EXTRACTED MATERIAL:
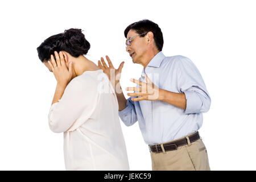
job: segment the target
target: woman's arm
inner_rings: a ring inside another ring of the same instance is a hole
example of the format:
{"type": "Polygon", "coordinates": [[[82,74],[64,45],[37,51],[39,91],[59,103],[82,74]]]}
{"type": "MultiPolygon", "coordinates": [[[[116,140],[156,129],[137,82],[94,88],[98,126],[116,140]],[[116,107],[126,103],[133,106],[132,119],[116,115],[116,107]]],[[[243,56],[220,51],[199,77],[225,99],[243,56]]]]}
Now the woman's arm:
{"type": "Polygon", "coordinates": [[[65,90],[66,86],[67,85],[65,85],[57,84],[57,86],[55,89],[55,93],[53,96],[53,99],[52,100],[52,105],[54,103],[59,102],[59,100],[61,98],[61,97],[63,95],[63,93],[65,90]]]}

SHORT TASK: Copy the data above line for line, character for character, and leave out the picture.

TASK OUTPUT:
job: segment the target
target: woman's arm
inner_rings: a ring inside another ring of the same instance is a hole
example of the format:
{"type": "Polygon", "coordinates": [[[82,74],[64,45],[37,51],[39,91],[59,103],[82,74]]]}
{"type": "MultiPolygon", "coordinates": [[[[116,140],[156,129],[137,82],[94,88],[98,126],[116,140]],[[116,107],[126,103],[133,106],[132,119],[116,115],[116,107]]],[[[243,56],[220,51],[199,77],[225,99],[243,56]]]]}
Now the woman's arm:
{"type": "Polygon", "coordinates": [[[65,90],[66,86],[67,85],[65,85],[57,84],[57,86],[55,89],[55,93],[53,96],[53,99],[52,100],[52,105],[54,103],[59,102],[59,100],[61,98],[61,97],[63,95],[63,93],[65,90]]]}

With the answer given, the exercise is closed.